== Textauszug ==

Im März 2022 gründete er mit Kolleg:innen in Zürich die Gemeinschaft «LYUDY – Cultural Solidarity». Boldachev und seine Kolleg:innen haben LYUDY gegründet: «Wir haben eine Akademie aufgebaut, in der geflüchteten Kindern aus der Ukraine kostenlos Musikunterricht erhalten.» Es entstand ein Chor unter der Leitung der Ukrainerin Tatiana Severenchuk, und das «Swiss Asylum Orchestra».
Dort musizieren Geflüchtete aus der Ukraine, Weissrussland und Syrien zusammen. Mit dem Orchester organisiert Boldachev auch Benefiz-Konzerte, wie zum Beispiel in der Tonhalle Zürich Anfangs September, zusammen mit ukrainischen Musiker:innen. Der Titel der Veranstaltung: «Für Harmonie».
Die Lust am Musizieren verloren
Der sibirische Elektro-Musiker Stas Sharifullin, bekannt unter dem Pseudonym HMOT, war in Moskau Kurator für Sound Art & Sound Studies an der Higher School of Economics. Letzten Winter kam er für ein Pro Helvetia Residency nach Basel, um seine Forschung im Bereich der Mehrkanalmusik fortzusetzen. Nach dem Beginn der russischen Invasion in der Ukraine entschied er sich, zu bleiben: «Es wurde mir klar, dass es eine schlechte Idee war, jetzt zurückzukehren.»
Im Moment ist ihm die Lust auf Musik etwas vergangen. «Ich habe alle Instrumente dabei. Manchmal spiele ich abends Klavier, aber ich will nicht mehr so musizieren wie früher.» Das liegt auch daran, dass er sich nach dem 24. Februar stärker für Menschen engagierte als für Kompositionen. «Die Zeit ist knapp, weil andere Dinge dringlicher sind. Also ist die Musik ein wenig in den Hintergrund getreten.»

===
== Bereitgestellte Daten ==

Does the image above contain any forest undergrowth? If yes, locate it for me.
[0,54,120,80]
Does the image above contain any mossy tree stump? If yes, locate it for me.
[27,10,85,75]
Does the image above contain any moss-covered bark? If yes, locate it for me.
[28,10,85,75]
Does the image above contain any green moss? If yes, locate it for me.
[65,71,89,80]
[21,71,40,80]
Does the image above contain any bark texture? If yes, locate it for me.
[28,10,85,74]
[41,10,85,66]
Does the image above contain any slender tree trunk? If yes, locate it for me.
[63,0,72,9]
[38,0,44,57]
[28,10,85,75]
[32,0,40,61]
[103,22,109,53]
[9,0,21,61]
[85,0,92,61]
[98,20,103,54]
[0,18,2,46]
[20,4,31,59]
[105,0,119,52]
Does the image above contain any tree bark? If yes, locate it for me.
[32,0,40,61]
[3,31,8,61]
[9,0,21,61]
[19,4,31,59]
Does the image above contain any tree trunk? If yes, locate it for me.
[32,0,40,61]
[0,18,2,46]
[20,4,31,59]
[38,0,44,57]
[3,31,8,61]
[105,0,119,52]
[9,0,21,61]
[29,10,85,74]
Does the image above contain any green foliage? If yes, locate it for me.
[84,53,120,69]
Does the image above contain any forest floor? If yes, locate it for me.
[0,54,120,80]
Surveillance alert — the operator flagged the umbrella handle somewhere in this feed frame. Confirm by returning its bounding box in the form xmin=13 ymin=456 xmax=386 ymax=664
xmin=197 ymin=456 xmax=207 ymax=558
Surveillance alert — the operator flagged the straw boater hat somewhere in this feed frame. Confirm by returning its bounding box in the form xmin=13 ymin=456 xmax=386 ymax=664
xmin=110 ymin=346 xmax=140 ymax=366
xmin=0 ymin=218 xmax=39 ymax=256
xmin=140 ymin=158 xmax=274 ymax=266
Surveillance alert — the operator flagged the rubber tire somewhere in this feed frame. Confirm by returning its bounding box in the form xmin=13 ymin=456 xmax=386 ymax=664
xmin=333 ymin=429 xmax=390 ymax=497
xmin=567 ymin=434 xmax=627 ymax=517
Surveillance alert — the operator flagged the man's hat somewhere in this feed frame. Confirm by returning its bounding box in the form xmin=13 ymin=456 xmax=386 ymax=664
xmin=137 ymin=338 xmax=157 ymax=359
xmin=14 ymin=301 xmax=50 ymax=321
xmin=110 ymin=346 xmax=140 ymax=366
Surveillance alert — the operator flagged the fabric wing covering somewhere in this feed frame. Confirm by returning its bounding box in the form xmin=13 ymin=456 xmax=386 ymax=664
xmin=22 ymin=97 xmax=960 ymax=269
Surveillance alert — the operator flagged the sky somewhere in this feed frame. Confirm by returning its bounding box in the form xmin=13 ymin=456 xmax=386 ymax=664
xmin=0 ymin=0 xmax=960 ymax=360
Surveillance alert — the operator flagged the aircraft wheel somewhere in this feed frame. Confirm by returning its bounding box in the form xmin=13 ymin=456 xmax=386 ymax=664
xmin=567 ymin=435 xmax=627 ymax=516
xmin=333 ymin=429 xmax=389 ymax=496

===

Aufgabe 1:
Fasse den Absatz des Textauszugs, der mit „Der sibirische Elektro-Musiker“ beginnt, kürzer zusammen, ohne die wesentlichen Fakten wegzulassen.
Aufgabe 2:
Welchen Titel trug laut Textauszug die Benefiz-Veranstaltung in der Tonhalle Zürich?

Lösung 1:
Stas Sharifullin alias HMOT, Elektro-Musiker aus Sibirien, war in Moskau Kurator für Sound Art & Sound Studies an der Higher School of Economics. Letzten Winter kam er für eine Pro-Helvetia-Residency nach Basel, um dort weiter zur Mehrkanalmusik zu forschen. Nach Beginn der russischen Invasion in der Ukraine blieb er, weil ihm eine Rückkehr nun als schlechte Idee erschien.

Lösung 2:
«Für Harmonie»